● **Problem description**
Print the lines below, from the first one through the line containing "<point>624,249</point>", reproducing each one character for character.

● **Records shown**
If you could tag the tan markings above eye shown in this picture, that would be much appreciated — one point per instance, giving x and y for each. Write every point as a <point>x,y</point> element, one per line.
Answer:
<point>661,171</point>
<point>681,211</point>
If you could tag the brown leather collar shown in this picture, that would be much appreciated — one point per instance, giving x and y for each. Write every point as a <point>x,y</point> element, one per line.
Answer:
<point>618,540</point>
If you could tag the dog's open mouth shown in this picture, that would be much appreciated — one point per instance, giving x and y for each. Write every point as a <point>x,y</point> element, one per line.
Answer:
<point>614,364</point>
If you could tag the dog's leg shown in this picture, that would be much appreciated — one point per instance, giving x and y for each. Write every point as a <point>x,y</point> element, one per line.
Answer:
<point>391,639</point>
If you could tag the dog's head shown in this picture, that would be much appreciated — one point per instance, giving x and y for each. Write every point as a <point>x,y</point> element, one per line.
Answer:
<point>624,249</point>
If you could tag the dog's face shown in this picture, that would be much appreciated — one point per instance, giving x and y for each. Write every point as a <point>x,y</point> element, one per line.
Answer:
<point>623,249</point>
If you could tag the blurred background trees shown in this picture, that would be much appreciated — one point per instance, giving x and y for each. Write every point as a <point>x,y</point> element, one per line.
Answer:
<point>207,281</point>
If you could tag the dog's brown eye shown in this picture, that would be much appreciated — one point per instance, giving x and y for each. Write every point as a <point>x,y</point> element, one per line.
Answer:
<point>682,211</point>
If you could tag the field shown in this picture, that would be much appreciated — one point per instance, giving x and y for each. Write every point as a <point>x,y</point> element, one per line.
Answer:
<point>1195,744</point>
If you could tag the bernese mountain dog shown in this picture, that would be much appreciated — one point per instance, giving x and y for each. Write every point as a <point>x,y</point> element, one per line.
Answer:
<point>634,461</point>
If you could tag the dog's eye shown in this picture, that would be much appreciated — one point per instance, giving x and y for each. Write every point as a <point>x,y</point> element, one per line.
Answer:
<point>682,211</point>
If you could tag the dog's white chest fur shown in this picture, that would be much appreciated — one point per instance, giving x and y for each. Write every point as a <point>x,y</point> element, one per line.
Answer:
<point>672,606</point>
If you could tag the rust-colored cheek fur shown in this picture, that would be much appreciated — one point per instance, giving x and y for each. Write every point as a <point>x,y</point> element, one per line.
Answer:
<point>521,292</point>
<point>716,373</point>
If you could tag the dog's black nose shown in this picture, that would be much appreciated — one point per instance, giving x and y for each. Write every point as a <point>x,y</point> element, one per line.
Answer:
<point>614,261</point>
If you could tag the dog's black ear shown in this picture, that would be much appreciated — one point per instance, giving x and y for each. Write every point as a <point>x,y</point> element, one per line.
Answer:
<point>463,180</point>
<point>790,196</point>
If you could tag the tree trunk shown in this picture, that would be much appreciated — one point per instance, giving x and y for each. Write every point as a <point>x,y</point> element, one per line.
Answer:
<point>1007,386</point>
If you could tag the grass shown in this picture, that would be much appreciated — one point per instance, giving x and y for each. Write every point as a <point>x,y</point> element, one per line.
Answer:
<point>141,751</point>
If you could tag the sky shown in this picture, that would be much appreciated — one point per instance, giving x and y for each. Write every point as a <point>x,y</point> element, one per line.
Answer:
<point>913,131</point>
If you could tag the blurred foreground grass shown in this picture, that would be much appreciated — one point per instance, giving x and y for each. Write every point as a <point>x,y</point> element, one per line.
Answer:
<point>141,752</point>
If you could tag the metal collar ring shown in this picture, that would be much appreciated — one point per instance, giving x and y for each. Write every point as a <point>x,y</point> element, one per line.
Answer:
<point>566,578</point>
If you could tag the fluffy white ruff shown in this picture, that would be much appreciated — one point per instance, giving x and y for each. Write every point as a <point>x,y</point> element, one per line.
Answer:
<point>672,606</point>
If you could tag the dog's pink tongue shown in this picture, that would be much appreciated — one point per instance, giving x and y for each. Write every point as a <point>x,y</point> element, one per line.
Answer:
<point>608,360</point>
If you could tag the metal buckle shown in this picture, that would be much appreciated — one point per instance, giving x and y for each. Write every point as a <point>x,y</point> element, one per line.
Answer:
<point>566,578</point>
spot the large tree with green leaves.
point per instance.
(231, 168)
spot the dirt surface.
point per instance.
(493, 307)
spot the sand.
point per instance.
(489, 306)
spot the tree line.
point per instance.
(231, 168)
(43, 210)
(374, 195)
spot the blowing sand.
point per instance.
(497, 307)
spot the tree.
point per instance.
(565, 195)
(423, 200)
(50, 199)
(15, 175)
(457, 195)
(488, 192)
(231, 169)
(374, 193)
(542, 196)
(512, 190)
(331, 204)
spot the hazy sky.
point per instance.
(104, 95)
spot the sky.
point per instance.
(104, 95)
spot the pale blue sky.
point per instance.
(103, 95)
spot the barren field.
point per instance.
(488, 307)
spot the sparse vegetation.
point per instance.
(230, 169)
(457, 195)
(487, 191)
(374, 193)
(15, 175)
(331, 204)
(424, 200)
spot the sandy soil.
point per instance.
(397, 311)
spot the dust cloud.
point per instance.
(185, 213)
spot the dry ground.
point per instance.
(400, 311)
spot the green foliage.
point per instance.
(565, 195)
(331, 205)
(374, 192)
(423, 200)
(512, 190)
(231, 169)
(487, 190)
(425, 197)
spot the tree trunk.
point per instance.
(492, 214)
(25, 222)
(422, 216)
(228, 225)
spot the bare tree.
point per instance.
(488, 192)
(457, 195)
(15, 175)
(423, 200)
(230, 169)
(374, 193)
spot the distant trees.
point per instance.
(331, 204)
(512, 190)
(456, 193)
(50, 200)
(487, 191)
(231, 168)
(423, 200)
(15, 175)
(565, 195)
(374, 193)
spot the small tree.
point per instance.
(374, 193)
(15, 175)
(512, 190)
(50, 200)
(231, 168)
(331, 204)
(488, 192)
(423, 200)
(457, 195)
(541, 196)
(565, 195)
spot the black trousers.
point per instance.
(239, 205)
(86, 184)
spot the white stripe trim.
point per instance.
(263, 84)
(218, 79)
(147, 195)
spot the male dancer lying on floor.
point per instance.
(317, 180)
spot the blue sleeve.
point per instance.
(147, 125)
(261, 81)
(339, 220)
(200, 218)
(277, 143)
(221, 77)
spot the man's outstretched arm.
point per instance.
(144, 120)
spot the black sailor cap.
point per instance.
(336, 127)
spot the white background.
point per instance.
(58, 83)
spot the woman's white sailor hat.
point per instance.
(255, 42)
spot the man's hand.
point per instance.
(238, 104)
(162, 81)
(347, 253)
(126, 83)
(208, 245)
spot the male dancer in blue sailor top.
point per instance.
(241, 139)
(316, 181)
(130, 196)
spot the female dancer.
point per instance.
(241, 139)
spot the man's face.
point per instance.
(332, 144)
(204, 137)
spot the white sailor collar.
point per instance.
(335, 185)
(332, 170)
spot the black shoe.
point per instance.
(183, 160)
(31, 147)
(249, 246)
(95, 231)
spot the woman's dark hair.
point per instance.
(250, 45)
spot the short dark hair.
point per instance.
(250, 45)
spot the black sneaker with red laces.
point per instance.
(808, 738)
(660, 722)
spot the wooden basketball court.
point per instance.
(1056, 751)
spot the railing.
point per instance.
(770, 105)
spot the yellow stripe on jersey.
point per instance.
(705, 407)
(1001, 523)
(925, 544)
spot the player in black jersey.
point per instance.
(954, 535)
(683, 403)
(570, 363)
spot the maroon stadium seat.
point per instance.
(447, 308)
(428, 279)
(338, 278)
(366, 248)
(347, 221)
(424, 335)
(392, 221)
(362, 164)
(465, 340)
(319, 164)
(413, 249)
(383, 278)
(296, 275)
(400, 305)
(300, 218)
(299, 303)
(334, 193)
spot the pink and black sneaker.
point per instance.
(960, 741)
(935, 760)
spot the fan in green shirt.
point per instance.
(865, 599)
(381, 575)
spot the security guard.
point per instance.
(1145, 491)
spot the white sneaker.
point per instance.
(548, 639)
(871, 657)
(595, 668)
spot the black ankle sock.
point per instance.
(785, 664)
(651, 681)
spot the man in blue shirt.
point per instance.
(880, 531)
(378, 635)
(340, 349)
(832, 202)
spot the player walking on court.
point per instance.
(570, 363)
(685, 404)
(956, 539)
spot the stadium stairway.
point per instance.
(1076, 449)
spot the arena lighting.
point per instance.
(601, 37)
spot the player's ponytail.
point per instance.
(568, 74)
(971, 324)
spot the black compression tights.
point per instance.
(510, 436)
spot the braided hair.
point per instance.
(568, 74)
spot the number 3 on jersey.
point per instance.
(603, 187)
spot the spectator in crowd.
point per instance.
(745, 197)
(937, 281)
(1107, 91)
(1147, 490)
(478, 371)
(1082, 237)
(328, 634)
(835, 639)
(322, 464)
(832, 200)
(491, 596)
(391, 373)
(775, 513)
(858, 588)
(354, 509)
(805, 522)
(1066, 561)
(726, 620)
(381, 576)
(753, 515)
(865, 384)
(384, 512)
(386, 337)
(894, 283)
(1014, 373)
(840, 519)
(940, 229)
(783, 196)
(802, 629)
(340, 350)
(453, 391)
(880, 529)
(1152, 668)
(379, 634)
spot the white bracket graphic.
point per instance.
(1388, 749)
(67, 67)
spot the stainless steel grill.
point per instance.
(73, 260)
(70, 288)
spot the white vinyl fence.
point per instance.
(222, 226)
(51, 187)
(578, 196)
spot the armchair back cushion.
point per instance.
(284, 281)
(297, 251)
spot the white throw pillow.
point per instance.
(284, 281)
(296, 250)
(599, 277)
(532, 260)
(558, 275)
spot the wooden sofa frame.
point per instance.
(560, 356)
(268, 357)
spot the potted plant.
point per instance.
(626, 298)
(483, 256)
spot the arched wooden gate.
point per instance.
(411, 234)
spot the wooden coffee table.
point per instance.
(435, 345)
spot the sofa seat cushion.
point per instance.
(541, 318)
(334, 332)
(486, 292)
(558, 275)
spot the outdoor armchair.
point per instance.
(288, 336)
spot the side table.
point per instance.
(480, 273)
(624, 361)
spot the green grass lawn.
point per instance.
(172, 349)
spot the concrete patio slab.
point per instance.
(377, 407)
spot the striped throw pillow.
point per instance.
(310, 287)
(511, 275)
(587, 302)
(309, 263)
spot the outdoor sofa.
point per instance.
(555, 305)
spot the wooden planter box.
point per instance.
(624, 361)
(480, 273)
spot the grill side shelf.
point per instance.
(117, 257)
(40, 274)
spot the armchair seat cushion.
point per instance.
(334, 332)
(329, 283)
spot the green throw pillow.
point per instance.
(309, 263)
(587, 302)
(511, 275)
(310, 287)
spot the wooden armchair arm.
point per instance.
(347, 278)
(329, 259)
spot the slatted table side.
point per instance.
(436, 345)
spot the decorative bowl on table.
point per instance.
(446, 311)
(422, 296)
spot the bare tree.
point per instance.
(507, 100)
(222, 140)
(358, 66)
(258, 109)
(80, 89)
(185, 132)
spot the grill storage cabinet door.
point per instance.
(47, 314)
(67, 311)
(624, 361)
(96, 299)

● **Finished answer**
If you could tag the tan markings above eye shown in this picture, that would be much appreciated — one point per instance, giving x and y for each. Write every point as a <point>x,y</point> element, one per line.
Answer:
<point>661,171</point>
<point>681,211</point>
If you could tag the brown leather collar shown in this picture, that would be much appreciated — one point per instance, giving x and y for each. Write every point as a <point>x,y</point> element, one per line.
Answer:
<point>618,540</point>
If you could tag the dog's open mouth shown in this picture, that would be much appreciated — one point per instance, giving x and y for each. Write every point as a <point>x,y</point> element, one per line.
Answer:
<point>614,364</point>
If you could tag the dog's leg shown in this picture, that would be much appreciated — one point per instance, giving x and y for each. Write every point as a <point>x,y</point> element, one per line.
Answer:
<point>391,639</point>
If you could tag the dog's head shown in this picture, that would be much appreciated — one point per instance, giving x and y for each. Write every point as a <point>x,y</point> element, one per line.
Answer:
<point>624,249</point>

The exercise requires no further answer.